Task details: Can you recast everything from the line containing "Tag the smaller" down to the line containing "[1136, 511]" as a Markdown table with the columns Row and Line, one numbered row per line and no blank lines? Include both end lines and nothing else from the material.

Provided records:
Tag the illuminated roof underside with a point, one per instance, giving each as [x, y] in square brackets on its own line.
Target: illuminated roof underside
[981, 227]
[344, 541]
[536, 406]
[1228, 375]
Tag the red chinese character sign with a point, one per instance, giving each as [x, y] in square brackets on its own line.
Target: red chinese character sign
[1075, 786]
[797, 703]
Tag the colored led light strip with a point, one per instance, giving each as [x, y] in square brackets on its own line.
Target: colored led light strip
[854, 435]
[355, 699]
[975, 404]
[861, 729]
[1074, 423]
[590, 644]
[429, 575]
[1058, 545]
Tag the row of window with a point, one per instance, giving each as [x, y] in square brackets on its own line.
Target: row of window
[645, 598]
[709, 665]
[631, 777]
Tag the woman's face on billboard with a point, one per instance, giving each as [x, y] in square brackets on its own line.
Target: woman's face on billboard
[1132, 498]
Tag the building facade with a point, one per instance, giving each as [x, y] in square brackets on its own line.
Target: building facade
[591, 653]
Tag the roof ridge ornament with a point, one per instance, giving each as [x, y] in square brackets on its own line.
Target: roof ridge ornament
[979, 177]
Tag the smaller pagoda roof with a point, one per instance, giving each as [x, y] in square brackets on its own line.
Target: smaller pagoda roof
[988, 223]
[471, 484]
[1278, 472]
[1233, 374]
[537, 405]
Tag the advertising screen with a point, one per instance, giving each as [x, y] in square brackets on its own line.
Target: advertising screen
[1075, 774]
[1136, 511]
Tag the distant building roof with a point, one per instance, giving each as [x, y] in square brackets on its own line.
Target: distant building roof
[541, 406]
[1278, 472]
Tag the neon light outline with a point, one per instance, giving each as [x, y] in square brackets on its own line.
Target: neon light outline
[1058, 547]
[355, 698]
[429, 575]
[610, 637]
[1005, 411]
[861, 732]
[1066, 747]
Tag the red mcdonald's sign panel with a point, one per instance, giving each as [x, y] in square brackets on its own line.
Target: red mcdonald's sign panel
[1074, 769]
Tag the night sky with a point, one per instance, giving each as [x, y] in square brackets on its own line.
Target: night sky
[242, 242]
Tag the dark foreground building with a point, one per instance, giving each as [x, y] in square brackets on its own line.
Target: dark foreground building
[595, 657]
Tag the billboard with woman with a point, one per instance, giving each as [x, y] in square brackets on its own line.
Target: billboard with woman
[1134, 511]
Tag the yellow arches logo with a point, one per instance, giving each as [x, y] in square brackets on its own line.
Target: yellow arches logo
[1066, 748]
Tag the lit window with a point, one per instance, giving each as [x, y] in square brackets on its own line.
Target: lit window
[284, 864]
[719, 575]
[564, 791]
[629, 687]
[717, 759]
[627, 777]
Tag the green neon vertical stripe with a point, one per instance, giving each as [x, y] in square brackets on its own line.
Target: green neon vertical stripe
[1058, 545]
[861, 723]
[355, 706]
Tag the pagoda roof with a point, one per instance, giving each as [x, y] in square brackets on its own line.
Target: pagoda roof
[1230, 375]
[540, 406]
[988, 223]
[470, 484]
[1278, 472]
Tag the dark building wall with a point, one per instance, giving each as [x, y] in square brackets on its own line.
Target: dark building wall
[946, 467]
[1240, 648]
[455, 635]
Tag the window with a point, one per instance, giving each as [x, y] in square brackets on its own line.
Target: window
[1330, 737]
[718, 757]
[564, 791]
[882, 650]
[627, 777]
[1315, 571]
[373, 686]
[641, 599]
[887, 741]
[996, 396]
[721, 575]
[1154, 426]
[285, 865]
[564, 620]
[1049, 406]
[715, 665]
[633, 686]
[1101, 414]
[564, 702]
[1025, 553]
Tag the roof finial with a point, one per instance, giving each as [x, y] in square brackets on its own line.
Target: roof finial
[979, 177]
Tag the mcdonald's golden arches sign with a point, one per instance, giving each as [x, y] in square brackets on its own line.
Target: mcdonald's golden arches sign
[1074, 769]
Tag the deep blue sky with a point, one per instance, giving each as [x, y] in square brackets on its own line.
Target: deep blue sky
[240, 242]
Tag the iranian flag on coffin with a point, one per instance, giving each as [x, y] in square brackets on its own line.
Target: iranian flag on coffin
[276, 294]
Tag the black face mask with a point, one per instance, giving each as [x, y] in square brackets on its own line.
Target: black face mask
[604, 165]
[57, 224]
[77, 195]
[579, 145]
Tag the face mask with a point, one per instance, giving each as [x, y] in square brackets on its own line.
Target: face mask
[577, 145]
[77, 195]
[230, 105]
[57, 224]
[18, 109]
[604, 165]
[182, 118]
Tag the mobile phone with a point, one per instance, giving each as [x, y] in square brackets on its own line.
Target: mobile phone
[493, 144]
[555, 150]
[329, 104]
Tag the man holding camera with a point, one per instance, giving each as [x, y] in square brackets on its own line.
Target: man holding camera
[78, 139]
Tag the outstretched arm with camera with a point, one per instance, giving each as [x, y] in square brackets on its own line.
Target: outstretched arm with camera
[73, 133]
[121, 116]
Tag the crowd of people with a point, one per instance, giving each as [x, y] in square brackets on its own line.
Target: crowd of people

Response to this exercise:
| Row | Line |
|---|---|
| 1 | Tag the smaller pagoda roof with a point, one per instance, giving each as [x, y] in square brackets on its own line. |
| 2 | Target: smaller pagoda roof |
| 3 | [988, 223] |
| 4 | [471, 484] |
| 5 | [1278, 472] |
| 6 | [1233, 374] |
| 7 | [537, 405] |
| 8 | Tag the advertising screen with a point, one per instance, giving each as [x, y] in square brackets on its own line. |
| 9 | Target: advertising screen |
| 10 | [1075, 774] |
| 11 | [1136, 511] |